Provided passage
>>>

The end of the Heat-Celtics game had my mind racing at the implications -- it flowed right into the taut Thunder-Grizzlies game that saved OKC's season (if also layering it with this meta-intrigue of big brother Durant vs. little brother Westbrook, battling for shots).

While the Celtics and Lakers are being ushered out, fans and pundits are cheering for more from the Thunder and Grizzlies -- a best-of-three series, with the entire spotlight on them (and Bulls-Hawks, oddly, as a kind of afterthought), feels like a worthy way to spend the rest of the week.

One quick unrelated note: Josh Johnson vs. Roy Halladay tonight, in the pitching match-up of the year in baseball and one that is worth finding the sports bar or friend with MLB Extra Innings to crash at and enjoy.

-- D.S.

Monday, May 09, 2011

05/09 (End of Lakers Era) Quickie

First of all, a huge kudos to Michael Katz, who has been doing phenomenal editorial work for Quickish for the last month, on his work this past weekend -- it was as busy as a sports schedule gets (particularly with big news) and he crushed it. If you haven't yet, zip down through the weekend's coverage to get a sense of all the awesomeness from Saturday and Sunday (the page automatically adds more posts as you hit the bottom).

<<<

Material shown
>>>

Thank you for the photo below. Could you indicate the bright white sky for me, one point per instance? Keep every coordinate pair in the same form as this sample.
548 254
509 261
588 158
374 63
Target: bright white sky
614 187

<<<

Instructions
1. In the blog post, quote everything from "05/09 (End of" down to "hit the bottom).".
2. Answer these from the blog post:
(a) Which two pitchers are named for tonight's match-up?
(b) Who is praised for doing editorial work for Quickish over the last month?
(c) What date appears in the blog post?

Response list
1.
05/09 (End of Lakers Era) Quickie

First of all, a huge kudos to Michael Katz, who has been doing phenomenal editorial work for Quickish for the last month, on his work this past weekend -- it was as busy as a sports schedule gets (particularly with big news) and he crushed it. If you haven't yet, zip down through the weekend's coverage to get a sense of all the awesomeness from Saturday and Sunday (the page automatically adds more posts as you hit the bottom).

2.
(a) Josh Johnson and Roy Halladay
(b) Michael Katz
(c) Monday, May 09, 2011